• Record excerpts:
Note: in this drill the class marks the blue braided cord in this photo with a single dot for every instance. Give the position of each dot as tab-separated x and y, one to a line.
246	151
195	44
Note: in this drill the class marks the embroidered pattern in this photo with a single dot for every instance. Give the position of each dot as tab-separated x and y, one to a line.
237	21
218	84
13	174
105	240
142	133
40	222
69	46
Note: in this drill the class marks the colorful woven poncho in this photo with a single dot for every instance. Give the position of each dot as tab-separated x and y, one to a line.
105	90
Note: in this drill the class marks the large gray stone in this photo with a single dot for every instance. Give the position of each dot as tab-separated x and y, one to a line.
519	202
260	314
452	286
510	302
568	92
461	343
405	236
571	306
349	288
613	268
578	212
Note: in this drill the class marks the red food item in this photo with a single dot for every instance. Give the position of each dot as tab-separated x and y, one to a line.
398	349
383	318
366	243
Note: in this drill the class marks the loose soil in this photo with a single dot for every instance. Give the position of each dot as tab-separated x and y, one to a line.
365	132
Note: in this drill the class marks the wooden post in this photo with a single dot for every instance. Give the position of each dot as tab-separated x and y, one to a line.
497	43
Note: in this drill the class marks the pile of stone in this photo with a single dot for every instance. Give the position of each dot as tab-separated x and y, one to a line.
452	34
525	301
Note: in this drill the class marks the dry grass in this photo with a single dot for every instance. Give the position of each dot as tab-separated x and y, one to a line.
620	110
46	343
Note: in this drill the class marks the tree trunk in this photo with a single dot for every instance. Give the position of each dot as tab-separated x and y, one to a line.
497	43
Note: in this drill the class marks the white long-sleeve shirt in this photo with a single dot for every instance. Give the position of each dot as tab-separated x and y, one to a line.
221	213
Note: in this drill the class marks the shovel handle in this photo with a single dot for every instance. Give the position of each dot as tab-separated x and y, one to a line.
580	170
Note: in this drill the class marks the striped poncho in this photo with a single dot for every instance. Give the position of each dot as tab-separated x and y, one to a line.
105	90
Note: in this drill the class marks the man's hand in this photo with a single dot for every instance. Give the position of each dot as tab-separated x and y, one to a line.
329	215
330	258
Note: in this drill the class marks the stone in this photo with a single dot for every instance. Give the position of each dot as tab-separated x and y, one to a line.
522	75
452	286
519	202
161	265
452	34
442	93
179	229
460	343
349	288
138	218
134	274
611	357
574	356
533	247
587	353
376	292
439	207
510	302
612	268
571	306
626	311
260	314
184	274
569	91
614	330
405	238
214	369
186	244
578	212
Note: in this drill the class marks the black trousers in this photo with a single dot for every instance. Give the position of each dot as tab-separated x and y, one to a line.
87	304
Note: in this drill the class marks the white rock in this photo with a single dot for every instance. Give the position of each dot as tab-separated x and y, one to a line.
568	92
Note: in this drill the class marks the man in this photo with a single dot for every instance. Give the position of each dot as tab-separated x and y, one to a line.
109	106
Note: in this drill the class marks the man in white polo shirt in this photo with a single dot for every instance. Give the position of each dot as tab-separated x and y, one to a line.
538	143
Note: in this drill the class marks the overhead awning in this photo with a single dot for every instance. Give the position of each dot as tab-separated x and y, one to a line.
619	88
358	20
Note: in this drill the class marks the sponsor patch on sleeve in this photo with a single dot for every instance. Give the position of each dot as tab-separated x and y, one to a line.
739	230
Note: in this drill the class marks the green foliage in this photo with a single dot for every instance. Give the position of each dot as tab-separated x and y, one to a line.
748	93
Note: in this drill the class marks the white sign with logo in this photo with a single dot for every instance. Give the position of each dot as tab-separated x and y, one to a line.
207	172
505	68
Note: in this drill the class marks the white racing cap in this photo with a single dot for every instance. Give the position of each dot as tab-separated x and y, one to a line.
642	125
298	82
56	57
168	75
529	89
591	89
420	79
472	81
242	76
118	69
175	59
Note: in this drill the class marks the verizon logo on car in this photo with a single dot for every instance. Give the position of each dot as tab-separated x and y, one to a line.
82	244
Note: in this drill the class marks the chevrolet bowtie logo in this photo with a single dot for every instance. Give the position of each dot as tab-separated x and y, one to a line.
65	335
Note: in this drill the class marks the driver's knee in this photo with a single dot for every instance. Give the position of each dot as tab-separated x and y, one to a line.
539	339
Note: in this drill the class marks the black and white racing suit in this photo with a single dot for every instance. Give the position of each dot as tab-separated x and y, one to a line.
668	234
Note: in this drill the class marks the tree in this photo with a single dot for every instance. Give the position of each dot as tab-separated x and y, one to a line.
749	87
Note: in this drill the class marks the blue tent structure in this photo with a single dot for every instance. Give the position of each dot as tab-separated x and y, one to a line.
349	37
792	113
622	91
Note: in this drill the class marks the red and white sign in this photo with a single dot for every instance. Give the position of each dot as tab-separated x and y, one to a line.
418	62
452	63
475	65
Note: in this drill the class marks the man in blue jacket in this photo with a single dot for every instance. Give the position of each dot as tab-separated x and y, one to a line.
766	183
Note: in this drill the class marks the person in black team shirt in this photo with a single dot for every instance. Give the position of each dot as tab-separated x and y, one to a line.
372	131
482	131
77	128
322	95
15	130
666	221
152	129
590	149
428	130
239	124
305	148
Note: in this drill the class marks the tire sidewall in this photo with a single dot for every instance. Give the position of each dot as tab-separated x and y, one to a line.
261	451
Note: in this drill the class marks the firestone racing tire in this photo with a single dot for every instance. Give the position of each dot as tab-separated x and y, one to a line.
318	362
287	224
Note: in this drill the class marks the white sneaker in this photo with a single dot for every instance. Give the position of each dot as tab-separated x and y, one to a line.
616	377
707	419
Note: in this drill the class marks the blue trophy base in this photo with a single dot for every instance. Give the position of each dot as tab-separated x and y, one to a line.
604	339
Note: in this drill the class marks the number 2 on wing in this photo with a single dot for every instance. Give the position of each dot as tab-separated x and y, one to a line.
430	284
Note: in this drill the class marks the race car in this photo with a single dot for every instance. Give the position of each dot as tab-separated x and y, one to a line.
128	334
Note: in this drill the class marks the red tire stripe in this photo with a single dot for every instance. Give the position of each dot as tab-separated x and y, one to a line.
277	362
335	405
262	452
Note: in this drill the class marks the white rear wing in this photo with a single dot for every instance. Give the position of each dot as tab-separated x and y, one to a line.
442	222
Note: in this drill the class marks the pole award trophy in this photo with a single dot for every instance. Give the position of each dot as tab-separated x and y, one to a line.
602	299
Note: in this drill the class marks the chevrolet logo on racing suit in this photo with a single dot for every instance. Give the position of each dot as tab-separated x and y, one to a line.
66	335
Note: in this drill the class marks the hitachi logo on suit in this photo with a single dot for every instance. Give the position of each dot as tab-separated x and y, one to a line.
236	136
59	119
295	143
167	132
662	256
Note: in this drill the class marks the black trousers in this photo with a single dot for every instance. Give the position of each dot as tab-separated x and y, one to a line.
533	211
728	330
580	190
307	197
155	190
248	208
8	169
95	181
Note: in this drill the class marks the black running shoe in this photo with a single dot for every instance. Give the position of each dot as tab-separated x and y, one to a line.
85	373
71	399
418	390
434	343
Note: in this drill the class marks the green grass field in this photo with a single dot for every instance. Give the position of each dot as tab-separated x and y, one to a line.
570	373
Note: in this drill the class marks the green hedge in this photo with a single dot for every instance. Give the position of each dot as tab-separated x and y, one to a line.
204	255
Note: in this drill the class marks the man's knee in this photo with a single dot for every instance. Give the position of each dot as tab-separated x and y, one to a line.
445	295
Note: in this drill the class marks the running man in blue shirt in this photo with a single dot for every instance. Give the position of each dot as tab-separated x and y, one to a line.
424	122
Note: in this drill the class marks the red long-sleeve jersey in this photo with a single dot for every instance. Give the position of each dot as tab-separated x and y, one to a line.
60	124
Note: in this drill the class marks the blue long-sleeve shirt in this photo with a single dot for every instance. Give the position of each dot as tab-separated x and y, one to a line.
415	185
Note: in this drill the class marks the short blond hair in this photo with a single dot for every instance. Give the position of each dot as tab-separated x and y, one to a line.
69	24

==

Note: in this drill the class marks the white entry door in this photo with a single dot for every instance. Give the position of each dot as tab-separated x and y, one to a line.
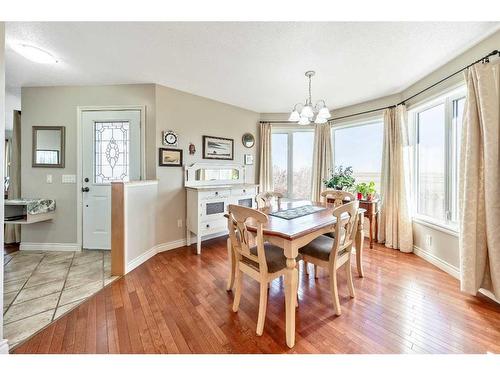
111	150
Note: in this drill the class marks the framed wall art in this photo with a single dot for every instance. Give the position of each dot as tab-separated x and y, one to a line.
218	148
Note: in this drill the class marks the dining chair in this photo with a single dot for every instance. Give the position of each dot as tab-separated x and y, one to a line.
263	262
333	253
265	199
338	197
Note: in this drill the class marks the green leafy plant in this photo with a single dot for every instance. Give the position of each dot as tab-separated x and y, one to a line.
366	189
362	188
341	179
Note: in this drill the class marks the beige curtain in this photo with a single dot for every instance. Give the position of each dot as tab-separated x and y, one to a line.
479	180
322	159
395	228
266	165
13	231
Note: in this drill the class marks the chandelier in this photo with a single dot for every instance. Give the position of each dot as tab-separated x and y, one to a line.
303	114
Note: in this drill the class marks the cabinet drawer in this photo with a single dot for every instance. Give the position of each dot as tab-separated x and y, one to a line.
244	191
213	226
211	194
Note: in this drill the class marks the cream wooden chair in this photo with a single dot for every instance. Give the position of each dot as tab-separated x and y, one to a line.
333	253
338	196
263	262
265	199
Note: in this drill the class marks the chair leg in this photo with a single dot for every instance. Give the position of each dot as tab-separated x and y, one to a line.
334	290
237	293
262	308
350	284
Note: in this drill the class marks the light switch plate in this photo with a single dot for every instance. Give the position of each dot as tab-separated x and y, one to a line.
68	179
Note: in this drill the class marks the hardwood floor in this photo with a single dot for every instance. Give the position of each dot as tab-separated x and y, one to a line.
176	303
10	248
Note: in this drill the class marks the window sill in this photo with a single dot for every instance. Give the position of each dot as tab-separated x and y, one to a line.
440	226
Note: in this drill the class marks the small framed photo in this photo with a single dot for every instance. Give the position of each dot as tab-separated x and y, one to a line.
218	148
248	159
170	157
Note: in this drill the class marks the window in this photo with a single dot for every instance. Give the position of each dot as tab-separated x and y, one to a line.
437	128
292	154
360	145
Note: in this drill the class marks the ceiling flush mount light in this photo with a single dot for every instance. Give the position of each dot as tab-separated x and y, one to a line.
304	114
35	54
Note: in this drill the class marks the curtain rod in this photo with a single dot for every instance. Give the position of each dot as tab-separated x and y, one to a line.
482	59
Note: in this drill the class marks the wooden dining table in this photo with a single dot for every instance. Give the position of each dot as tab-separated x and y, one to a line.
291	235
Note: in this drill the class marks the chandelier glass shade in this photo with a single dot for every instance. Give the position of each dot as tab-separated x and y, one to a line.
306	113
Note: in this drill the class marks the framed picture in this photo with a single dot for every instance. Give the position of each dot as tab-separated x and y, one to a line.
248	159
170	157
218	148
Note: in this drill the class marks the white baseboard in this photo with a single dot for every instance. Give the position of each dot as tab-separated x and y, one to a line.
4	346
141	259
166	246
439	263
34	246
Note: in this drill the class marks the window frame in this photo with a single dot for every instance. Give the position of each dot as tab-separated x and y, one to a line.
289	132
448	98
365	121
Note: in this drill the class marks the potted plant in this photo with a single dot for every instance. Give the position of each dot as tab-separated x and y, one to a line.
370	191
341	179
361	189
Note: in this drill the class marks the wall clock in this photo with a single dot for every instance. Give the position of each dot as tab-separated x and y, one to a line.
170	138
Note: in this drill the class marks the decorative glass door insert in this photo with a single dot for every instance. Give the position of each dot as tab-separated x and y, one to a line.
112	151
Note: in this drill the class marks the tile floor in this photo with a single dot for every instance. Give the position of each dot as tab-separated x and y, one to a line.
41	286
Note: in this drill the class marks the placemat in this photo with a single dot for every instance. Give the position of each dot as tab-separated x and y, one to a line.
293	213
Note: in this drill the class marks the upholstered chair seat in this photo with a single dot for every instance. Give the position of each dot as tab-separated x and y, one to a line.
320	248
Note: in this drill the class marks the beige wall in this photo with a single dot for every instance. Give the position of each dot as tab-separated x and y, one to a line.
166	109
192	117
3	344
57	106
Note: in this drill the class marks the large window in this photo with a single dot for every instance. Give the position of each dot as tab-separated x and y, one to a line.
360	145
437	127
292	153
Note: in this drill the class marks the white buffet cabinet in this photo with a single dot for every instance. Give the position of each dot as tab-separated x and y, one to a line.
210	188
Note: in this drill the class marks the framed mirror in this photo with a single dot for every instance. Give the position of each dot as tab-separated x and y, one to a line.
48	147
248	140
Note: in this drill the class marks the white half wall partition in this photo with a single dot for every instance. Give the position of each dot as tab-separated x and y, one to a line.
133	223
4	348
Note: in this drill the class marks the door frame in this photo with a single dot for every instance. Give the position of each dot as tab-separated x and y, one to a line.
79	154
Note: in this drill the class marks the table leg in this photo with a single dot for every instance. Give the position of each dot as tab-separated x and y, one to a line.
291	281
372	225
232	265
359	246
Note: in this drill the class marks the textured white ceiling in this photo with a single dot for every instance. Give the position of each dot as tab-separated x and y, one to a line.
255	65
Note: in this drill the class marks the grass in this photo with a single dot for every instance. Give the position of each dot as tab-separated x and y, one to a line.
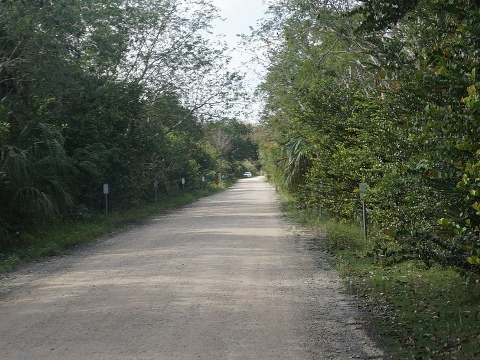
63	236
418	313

--

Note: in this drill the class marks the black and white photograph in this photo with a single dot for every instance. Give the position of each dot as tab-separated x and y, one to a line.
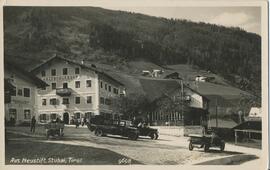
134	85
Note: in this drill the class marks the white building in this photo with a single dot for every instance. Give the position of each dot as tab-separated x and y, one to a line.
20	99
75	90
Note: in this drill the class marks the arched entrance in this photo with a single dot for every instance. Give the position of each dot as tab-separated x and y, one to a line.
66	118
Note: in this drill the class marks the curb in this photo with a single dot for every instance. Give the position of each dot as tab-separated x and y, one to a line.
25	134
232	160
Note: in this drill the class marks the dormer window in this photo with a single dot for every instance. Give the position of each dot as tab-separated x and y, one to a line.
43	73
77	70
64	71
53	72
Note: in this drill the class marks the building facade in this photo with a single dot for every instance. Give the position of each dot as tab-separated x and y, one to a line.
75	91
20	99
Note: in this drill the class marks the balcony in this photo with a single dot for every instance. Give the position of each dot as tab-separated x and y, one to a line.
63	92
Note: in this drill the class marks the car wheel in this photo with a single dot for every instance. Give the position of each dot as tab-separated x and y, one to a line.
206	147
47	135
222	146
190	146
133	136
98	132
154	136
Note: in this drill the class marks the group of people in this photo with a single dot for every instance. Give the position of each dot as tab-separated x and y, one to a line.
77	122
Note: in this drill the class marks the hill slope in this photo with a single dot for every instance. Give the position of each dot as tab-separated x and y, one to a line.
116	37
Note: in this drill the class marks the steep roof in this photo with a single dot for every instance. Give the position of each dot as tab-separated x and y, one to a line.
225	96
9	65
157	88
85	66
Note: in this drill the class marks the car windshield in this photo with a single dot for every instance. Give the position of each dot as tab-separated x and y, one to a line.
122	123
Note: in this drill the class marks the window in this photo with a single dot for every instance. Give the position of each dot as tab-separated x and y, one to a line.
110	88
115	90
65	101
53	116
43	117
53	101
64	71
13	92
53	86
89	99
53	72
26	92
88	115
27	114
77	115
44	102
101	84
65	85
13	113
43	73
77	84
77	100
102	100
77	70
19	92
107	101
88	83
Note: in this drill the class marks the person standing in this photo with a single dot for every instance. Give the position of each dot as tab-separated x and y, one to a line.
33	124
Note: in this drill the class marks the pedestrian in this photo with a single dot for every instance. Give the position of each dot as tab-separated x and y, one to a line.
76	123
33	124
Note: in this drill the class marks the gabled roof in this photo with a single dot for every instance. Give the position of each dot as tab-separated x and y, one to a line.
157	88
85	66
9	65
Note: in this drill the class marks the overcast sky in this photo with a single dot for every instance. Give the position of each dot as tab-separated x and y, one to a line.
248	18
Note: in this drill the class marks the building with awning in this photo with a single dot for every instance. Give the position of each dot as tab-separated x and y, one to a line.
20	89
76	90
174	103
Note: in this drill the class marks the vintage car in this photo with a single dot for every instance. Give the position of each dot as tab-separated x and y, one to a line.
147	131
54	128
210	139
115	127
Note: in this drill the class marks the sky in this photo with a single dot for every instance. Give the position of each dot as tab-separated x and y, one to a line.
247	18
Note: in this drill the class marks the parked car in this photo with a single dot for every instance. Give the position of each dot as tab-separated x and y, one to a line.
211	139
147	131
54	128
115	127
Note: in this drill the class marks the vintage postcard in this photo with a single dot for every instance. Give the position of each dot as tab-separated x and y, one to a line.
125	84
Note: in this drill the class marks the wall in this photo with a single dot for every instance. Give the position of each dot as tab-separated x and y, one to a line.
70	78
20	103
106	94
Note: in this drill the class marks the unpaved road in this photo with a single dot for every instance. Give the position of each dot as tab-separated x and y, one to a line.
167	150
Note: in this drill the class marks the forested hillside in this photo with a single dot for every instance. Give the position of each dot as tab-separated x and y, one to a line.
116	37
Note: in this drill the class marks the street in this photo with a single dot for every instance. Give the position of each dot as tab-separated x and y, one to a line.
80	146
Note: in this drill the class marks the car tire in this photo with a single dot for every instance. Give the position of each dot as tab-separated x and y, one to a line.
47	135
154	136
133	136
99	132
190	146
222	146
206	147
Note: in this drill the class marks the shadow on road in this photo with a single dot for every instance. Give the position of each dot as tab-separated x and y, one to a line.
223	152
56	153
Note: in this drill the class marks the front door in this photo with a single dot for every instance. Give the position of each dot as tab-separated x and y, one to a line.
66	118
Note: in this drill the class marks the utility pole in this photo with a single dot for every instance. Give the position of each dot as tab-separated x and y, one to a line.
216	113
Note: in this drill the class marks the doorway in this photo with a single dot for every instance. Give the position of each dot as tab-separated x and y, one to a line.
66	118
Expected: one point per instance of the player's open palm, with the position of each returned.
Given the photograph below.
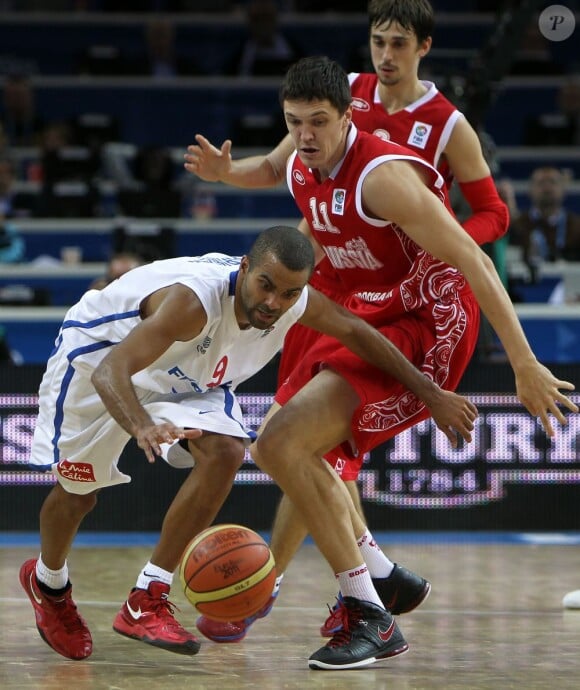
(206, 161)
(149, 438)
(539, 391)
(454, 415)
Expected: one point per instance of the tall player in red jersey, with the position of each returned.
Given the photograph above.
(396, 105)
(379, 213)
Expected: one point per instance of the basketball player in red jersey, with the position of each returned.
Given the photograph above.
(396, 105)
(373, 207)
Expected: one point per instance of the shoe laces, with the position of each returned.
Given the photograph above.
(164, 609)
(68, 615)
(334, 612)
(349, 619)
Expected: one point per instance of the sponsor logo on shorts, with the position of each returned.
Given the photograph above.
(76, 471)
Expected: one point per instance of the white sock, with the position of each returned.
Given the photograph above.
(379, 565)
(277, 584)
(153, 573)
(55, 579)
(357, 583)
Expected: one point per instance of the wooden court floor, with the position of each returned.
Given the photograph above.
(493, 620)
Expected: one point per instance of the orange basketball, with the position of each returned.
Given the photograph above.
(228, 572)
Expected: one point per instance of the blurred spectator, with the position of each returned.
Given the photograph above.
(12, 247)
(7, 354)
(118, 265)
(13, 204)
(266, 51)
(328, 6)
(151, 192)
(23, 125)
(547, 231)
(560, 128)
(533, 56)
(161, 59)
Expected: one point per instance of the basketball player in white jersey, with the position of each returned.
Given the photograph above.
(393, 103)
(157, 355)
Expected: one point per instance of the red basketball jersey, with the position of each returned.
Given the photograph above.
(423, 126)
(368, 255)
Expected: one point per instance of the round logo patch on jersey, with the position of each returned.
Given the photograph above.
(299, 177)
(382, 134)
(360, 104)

• Written problem:
Return each line of the data above that contains the word "dining", copied in full and in its original order.

• Result for this exercise:
Note: in this drill the class marks the dining chair in this photo with a single dot for every instance. Give the position of each dot as tab-separated x and y, one to a line.
Note: in this drill the class marks the wooden dining table in this photo with a single dot for every instance. Give the position of each dot as tab-separated x and y, one to a line.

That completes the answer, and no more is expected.